## What is being asked
Transcribe the entire listing faithfully; every line must match the original.

## Records
***

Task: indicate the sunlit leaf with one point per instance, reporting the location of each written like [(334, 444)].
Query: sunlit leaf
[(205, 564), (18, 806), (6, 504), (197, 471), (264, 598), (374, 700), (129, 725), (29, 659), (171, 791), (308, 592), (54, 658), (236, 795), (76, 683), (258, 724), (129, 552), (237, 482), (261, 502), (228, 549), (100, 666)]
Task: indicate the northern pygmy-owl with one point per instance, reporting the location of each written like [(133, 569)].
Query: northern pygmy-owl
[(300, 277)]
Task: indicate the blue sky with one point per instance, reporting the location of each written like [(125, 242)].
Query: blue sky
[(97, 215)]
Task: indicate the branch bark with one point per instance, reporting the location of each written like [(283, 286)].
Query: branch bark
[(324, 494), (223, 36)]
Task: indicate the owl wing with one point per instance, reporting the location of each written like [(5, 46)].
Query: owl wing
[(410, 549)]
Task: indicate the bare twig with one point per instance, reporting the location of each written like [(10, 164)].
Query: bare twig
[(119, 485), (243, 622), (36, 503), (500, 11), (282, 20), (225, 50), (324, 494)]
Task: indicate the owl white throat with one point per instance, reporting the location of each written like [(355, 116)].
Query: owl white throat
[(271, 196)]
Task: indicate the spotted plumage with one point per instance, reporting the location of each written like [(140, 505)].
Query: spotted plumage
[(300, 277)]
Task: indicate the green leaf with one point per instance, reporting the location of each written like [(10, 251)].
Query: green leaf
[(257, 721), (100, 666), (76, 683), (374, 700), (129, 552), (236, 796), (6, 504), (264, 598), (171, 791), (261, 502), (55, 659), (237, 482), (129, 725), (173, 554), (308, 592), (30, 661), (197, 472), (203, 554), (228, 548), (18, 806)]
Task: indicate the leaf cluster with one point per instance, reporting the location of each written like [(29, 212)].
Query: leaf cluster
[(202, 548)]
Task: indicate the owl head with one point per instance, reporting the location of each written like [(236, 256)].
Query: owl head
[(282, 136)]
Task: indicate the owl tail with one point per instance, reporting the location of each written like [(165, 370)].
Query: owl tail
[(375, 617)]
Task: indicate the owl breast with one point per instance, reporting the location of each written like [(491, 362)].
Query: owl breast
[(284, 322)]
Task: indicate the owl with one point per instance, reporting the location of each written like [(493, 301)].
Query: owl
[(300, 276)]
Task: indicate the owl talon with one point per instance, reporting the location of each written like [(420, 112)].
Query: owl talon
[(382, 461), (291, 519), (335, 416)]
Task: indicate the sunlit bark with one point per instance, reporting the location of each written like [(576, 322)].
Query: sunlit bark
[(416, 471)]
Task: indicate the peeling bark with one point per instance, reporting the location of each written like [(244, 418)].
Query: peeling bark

***

## Response area
Task: indicate the sunlit leaf with one point per instance, reporting the location of each written like [(334, 444)].
Query: sunlit leaf
[(205, 564), (18, 806), (6, 504), (197, 471), (264, 598), (374, 700), (129, 725), (29, 659), (171, 791), (308, 592), (54, 658), (236, 795), (76, 683), (258, 724), (129, 552), (237, 482), (261, 502), (228, 549), (100, 666)]
Task: indicate the northern pygmy-owl with one point per instance, reporting the location of each written like [(133, 569)].
Query: northern pygmy-owl
[(300, 277)]
Task: indicate the blue sky with one point per instance, reporting the location of each written like [(125, 242)].
Query: blue sky
[(97, 215)]
Task: indicate the branch bark with one point per instance, reporting the location of each written like [(283, 286)].
Query: branch bark
[(324, 494), (223, 36)]
Task: indicate the owl wing with one point per instance, reporting the location of each written like [(5, 46)].
Query: owl wing
[(410, 549)]
Task: indicate the bare twig with one point per instance, reporting the location of each written like [(10, 164)].
Query: bare twig
[(119, 485), (243, 622), (36, 503), (500, 11), (282, 20), (225, 50), (324, 494)]
Task: indicate the owl white throat with one point per instance, reporting the location of each written like [(355, 116)].
Query: owl white throat
[(271, 196)]
Task: indicate the spotted plumage with one point per instance, reporting the location of each written like [(140, 505)].
Query: spotted plumage
[(300, 277)]
Task: indicate the green leaf with one point per instance, reporting the location of each written like [(10, 251)].
Query: green leaf
[(257, 721), (100, 666), (76, 683), (374, 700), (129, 552), (236, 796), (6, 504), (264, 598), (171, 791), (261, 502), (55, 659), (237, 482), (129, 725), (173, 554), (308, 592), (30, 661), (197, 472), (203, 554), (228, 548), (18, 806)]
Task: indicate the leaf cluster with one point per instance, reporting the location of each written like [(29, 212)].
Query: leaf cluster
[(202, 548)]
Task: indicate the owl head with one point per instance, reporting the location of each written like [(236, 256)].
Query: owl head
[(282, 136)]
Task: indicate the owl tail with one point per instance, reporting the location of each written like [(165, 370)].
Query: owl tail
[(375, 617)]
Task: indicate the owl breast with one point per instance, reporting the location of each written like [(491, 362)].
Query: owl breast
[(284, 322)]
Task: indicate the owl with one point per instance, reporting the location of each written like [(493, 301)].
Query: owl
[(300, 276)]
Task: indicate the owl talon with one point per instance, reporting the location of each written like [(420, 112)].
Query: owl talon
[(382, 461), (291, 519), (335, 416)]
Task: indicate the sunlit bark with one point per instance, reporting the location of each written like [(576, 322)].
Query: sunlit bark
[(416, 471)]
Task: indicate the peeling bark with one point per instance, reporting the location of each written like [(244, 418)].
Query: peeling bark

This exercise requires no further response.